Short task> Transcribe the lines exactly, beginning with the one that contains "Might I trouble you for the coordinates of the man sitting" and ending with the final line of the records. Do not transcribe pictures.

Dataset records>
╔══
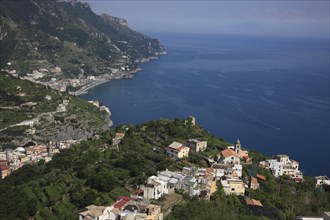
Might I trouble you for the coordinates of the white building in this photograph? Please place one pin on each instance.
(154, 188)
(282, 165)
(196, 145)
(233, 186)
(228, 156)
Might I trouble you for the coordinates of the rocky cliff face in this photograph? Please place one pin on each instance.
(37, 37)
(33, 112)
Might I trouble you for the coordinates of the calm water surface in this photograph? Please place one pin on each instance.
(272, 94)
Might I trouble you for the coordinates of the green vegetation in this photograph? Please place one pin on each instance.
(22, 100)
(88, 173)
(68, 35)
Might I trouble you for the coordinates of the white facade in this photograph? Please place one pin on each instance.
(322, 180)
(282, 165)
(233, 186)
(155, 188)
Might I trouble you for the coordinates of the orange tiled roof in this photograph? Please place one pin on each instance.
(254, 181)
(228, 153)
(259, 176)
(253, 202)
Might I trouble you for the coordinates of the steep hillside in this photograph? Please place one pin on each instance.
(30, 111)
(65, 44)
(92, 172)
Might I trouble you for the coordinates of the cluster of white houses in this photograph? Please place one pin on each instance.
(193, 181)
(283, 165)
(126, 208)
(11, 160)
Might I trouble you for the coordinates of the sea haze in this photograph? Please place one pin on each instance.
(271, 93)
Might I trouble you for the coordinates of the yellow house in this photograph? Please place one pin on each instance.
(177, 150)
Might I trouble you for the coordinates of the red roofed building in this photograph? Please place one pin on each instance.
(261, 177)
(177, 150)
(228, 156)
(123, 200)
(4, 171)
(253, 202)
(137, 193)
(254, 183)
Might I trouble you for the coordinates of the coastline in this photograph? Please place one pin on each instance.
(98, 81)
(121, 75)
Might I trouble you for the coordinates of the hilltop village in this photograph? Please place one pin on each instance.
(223, 171)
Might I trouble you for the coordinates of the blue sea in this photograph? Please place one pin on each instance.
(271, 93)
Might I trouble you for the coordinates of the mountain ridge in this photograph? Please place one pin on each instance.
(67, 46)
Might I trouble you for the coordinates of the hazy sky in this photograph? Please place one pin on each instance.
(263, 17)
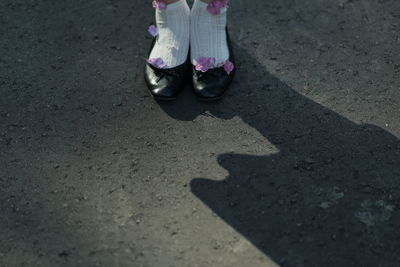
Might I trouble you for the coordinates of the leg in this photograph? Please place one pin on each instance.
(172, 21)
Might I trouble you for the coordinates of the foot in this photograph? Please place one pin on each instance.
(211, 54)
(167, 64)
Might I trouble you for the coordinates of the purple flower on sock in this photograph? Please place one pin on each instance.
(157, 62)
(153, 30)
(228, 66)
(159, 4)
(205, 63)
(215, 6)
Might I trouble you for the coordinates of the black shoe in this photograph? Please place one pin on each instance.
(165, 84)
(212, 84)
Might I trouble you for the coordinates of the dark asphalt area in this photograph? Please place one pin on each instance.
(299, 164)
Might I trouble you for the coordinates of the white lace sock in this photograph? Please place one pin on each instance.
(208, 34)
(173, 38)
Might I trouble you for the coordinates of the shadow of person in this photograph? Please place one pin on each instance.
(329, 197)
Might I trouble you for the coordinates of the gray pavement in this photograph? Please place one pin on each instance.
(299, 165)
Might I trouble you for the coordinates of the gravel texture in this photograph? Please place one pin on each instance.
(299, 165)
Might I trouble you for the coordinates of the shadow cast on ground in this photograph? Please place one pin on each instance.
(328, 198)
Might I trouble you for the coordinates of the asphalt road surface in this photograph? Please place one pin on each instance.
(299, 165)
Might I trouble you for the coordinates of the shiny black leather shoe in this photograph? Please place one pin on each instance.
(212, 84)
(165, 84)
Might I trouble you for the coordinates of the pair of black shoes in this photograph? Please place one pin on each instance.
(165, 84)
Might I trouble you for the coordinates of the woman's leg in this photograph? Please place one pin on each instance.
(208, 31)
(172, 21)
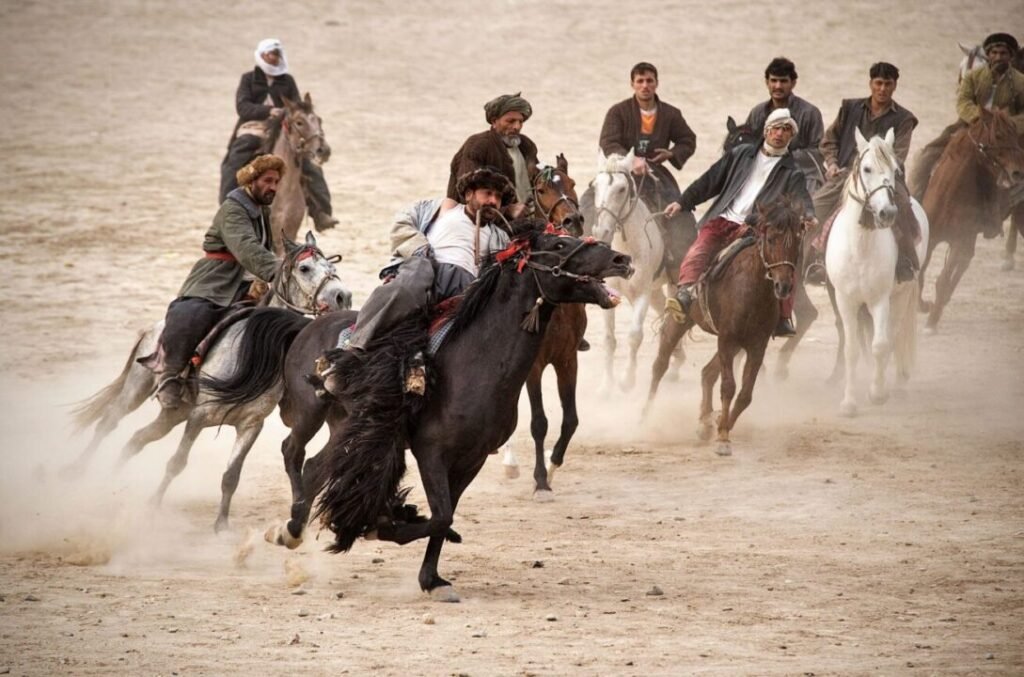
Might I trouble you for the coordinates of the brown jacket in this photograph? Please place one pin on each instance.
(487, 150)
(839, 145)
(621, 133)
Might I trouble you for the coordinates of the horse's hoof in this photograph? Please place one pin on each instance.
(280, 535)
(444, 593)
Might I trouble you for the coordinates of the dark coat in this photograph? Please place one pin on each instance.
(487, 150)
(252, 92)
(621, 133)
(241, 228)
(726, 177)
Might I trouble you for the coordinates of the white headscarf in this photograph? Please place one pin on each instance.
(266, 45)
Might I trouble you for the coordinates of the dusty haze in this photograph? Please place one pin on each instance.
(891, 543)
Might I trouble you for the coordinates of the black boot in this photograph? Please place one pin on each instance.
(679, 306)
(784, 328)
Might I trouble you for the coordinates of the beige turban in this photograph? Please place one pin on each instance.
(496, 108)
(251, 172)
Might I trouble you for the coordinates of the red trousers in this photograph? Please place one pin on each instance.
(713, 238)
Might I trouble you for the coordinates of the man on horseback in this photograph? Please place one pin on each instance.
(260, 97)
(994, 87)
(448, 244)
(742, 179)
(656, 132)
(239, 242)
(780, 78)
(503, 147)
(873, 116)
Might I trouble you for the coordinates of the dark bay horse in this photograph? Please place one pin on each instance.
(741, 308)
(963, 199)
(468, 411)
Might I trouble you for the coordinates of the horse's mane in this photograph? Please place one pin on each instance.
(479, 293)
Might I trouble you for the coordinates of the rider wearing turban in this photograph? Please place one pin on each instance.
(502, 146)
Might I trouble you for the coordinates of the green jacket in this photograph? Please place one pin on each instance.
(241, 228)
(976, 87)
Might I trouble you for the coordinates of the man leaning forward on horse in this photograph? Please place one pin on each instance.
(239, 245)
(741, 180)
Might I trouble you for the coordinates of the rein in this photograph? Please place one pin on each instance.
(279, 288)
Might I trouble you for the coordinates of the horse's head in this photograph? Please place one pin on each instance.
(994, 138)
(304, 129)
(554, 194)
(738, 134)
(872, 179)
(307, 281)
(567, 269)
(780, 228)
(974, 57)
(615, 194)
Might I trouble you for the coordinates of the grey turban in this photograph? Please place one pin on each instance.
(496, 108)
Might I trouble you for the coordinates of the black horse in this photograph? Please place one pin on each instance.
(469, 410)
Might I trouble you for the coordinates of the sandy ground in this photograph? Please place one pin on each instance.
(887, 544)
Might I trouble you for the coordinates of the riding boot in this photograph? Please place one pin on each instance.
(679, 306)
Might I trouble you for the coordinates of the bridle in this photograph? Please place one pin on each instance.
(548, 175)
(280, 286)
(857, 185)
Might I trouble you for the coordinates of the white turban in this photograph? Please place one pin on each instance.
(781, 117)
(269, 45)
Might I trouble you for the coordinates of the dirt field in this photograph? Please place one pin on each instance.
(892, 543)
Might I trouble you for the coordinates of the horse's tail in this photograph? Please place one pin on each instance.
(903, 309)
(260, 360)
(365, 466)
(91, 410)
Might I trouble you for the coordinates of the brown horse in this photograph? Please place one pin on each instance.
(964, 198)
(300, 138)
(741, 307)
(556, 202)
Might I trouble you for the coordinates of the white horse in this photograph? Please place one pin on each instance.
(861, 262)
(306, 282)
(624, 222)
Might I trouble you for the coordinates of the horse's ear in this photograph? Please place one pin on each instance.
(861, 141)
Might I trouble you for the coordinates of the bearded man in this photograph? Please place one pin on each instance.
(503, 147)
(239, 242)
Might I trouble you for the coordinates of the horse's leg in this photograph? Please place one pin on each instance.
(636, 338)
(755, 357)
(245, 437)
(839, 366)
(671, 335)
(848, 325)
(538, 428)
(609, 350)
(164, 423)
(957, 261)
(178, 462)
(709, 376)
(806, 315)
(726, 357)
(881, 349)
(566, 371)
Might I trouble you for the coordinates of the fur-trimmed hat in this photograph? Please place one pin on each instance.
(251, 172)
(1004, 39)
(485, 177)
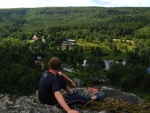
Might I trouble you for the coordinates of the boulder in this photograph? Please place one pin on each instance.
(30, 104)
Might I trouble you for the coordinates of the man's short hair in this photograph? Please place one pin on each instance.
(55, 63)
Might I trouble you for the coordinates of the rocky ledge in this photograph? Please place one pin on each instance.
(30, 104)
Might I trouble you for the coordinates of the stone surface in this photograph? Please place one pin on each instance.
(30, 104)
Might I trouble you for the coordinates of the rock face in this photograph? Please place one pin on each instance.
(30, 104)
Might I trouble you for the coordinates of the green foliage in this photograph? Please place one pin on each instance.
(18, 74)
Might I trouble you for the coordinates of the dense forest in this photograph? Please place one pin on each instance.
(120, 34)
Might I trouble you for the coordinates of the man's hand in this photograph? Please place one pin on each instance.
(67, 78)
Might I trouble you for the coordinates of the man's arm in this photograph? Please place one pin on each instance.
(62, 102)
(67, 78)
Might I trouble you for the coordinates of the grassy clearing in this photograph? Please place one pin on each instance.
(87, 46)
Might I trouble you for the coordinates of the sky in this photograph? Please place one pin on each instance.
(72, 3)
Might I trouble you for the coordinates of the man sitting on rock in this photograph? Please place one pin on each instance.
(51, 84)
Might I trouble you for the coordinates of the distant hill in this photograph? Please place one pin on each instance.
(115, 22)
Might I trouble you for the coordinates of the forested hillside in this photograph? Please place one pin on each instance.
(115, 22)
(100, 33)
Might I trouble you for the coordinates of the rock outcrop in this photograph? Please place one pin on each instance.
(30, 104)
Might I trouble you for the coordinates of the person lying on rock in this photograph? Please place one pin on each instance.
(51, 83)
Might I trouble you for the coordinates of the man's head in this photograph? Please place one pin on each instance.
(55, 63)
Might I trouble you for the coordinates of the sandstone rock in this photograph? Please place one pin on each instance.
(30, 104)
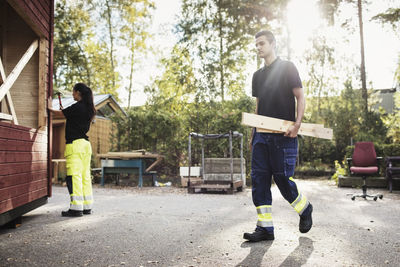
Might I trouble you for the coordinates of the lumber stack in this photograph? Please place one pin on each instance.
(268, 124)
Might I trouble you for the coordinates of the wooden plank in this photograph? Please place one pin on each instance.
(15, 168)
(155, 163)
(38, 25)
(25, 135)
(42, 111)
(21, 178)
(222, 165)
(22, 146)
(21, 189)
(127, 155)
(5, 87)
(19, 156)
(268, 123)
(39, 12)
(9, 101)
(46, 6)
(4, 116)
(15, 202)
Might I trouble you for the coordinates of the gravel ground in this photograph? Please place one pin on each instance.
(168, 227)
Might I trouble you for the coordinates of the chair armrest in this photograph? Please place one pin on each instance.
(349, 160)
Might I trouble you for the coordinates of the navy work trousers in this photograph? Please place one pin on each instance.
(274, 155)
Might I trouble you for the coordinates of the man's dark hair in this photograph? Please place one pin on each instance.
(270, 36)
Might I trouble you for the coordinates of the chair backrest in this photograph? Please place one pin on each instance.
(364, 155)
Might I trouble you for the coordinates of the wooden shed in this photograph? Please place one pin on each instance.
(99, 133)
(26, 45)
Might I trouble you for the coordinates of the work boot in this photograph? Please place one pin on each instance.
╚══
Solution>
Might I trouble you for the coordinates of the man sitting on rock in this photograph? Please place one pin on each instance.
(51, 84)
Might I trouble you for the coordinates of the distant hill in this photograph? Please place one pin on each instance.
(115, 22)
Might I trouble you for the coordinates of the forested hillside in this photograph? Please place one pin on each instance.
(115, 22)
(100, 33)
Might I trouble you for the coordinates of the rock outcrop in this photograph? Please place one pin on each instance.
(30, 104)
Might I trouble you for the coordinates of the person lying on rock in this photograph? Please place one pin on each instance.
(51, 83)
Might I trouble you for the coordinates of the man's head in this photograph? Please place one pin on each instance.
(55, 63)
Might I trouble you for the coordinates of the sandstone rock in this photograph? Please place one pin on each instance.
(30, 104)
Might I trouble you for the coordinates of the lumber stack in this photograph? Please place one pin on each instance.
(268, 124)
Might I trouble you for the coordinates of the wooden plank in this photograph? Please place one pin on each instance.
(15, 168)
(155, 163)
(38, 25)
(25, 135)
(42, 111)
(21, 178)
(222, 165)
(22, 146)
(21, 189)
(127, 155)
(5, 87)
(19, 156)
(268, 123)
(39, 12)
(9, 101)
(46, 6)
(4, 116)
(15, 202)
Might I trouble you for the coordinates of the gravel ground in this photograph? Please place one pin on each instance.
(168, 227)
Might I trouble you for the coordinates of the chair armrest in this photograph? Please place one pin on each instance.
(349, 160)
Might I trouble you for the coordinates of the navy work trousers in this photograph? Please place one pin on each instance.
(274, 155)
Might I trouble you for the coordinates of the man's dark hair in this photograph? Please place one pin on each instance.
(270, 36)
Might I trouble you for the coordinates of the chair backrest in this photograph? Please place one pin on each instance.
(364, 155)
Might I trouble you for the coordinates of the wooden shed in this photograph? Please place one pin on each instance.
(99, 133)
(26, 45)
Might I trouble you for the coordinates of the work boot in this photograph? Please place one pin on each instance.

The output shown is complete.